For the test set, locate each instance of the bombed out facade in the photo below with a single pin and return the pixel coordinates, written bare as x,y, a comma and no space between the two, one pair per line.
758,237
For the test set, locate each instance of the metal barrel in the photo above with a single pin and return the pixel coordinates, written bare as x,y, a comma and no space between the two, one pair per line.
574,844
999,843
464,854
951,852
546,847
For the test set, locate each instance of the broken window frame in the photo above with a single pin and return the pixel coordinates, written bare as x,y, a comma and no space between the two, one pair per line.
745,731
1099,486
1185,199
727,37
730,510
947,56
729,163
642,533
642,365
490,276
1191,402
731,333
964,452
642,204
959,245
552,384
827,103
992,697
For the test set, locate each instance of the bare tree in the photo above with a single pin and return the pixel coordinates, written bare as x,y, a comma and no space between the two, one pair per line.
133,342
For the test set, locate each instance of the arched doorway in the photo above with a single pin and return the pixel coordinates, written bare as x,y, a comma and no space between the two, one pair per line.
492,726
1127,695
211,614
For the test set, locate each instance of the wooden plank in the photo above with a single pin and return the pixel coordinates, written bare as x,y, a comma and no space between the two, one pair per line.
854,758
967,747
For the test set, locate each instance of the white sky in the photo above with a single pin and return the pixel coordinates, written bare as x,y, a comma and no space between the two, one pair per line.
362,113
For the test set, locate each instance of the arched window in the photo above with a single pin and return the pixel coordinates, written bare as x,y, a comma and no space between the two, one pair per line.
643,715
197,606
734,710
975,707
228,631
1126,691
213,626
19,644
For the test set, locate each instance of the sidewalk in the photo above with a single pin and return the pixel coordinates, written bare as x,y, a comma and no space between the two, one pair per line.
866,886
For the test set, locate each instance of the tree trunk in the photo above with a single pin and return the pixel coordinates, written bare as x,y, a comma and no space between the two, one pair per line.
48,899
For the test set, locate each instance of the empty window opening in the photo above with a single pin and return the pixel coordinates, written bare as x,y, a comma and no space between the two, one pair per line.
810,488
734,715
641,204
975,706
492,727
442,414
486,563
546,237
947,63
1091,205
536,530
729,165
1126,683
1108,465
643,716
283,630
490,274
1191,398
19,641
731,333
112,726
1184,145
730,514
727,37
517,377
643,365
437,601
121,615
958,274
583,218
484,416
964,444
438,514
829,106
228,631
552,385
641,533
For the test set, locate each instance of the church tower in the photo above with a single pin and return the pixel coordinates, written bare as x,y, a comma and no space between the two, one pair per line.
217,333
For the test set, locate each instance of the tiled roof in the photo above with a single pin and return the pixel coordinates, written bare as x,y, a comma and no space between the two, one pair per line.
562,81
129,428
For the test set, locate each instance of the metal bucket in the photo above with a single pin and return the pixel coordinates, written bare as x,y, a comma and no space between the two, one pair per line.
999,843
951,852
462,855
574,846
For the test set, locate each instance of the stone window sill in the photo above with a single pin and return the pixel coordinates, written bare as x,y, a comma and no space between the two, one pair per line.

——

* **TASK OBJECTIVE**: Transcribe the data. Leave every line exactly as it is.

* **WRITTEN RESPONSE**:
For the test set, locate each instance of the bombed out facade in the photo below with a single pin and return the pixel coordinates, written bare as x,y, a comma and no space between the two, one pair per line.
758,237
For the test set, locate each instance of the metal barrel in the photo above with a single pin and return the pixel coordinates, written bare as x,y, a comma and no space between the two, one pair per line.
574,844
999,843
464,854
951,852
546,847
For the test set, locate each instance of the broken window frame in the photo above with a single pin and return the pixel coordinates, written bare as x,y, a comma and no space between the two, one pair per line.
745,731
1099,486
1185,199
727,37
730,510
947,56
729,163
642,533
642,365
490,276
1191,402
731,333
964,452
642,204
959,245
552,384
827,103
992,697
For the test set, locate each instance of the bare tree in the photo above with a single pin and return the pixel coordinates, written bare as x,y, a comma and no space between the two, one pair per line.
133,342
For the test set, locate each instance of the arched doorway in the photo above with a single pin and return the pixel coordinates, written bare as x,y, a comma and no space between the two, one pair per line.
492,726
1127,695
211,614
For the test set, locate each instance of the wooden plank in the photo above with a single pin and return the pixel coordinates, written bare as x,y, a comma and no space between the two, one pair per line.
854,758
967,747
For the test set, locate each instance of the white sky in the photo above with a single pin and return the pixel coordinates, written bare as x,y, a comma and no space between the two, one pair per line.
362,113
For the test set, locate each instance of the arched window in the photo above with a single pin and return the pixel coordinates, written bare as x,y, a comma and no space between the two, one pair per line.
643,715
197,606
734,710
975,707
228,631
1126,691
213,626
19,644
For the test set, locate each instance of the sidewalk in the photo above with a single pin and return the pixel coordinates, written bare as x,y, a comma and no space between the two, one pair per line.
866,886
For the test set, locate each instance of the tree trunk in the photo above with a single pin and return the pixel coordinates, written bare as x,y, a comma and no space between the two, one pair per line.
48,899
For the test set, locate each instance of the empty window opening in the photo above with a single pin and return the pixel coordinates, written bare as x,y, a comma and no space between the two, one pair per line.
810,488
734,715
641,204
975,706
492,727
442,414
486,563
546,237
947,63
1091,205
536,530
729,165
1126,683
1108,465
643,716
283,630
490,274
1191,398
19,641
731,333
112,726
1184,145
730,514
727,37
517,377
643,365
437,601
121,615
958,274
583,218
484,416
964,444
438,514
829,106
228,631
552,385
641,533
For the test set, locate each instance of the church tower in the photo above with a single pin and return the pixel coordinates, written bare as x,y, a comma and no space between the two, one pair per line.
217,333
For the test set, locate each instance of the tiled roof in the photo above with a single pin and return the pixel coordinates, written bare as x,y, a comma and no space between the two, one pair per line.
562,81
129,428
For the test set, locate each instance of the metal bucket in the photo above with a single pin and return the pixel coordinates, written bare as x,y, a comma and no space between the two, one pair per line.
999,843
951,852
462,855
574,846
For the test set, locate each instance of the stone window sill in the photo above with a single pin and return the pixel coordinates, written bare as x,y, a comma and no space between the two, one pair per line.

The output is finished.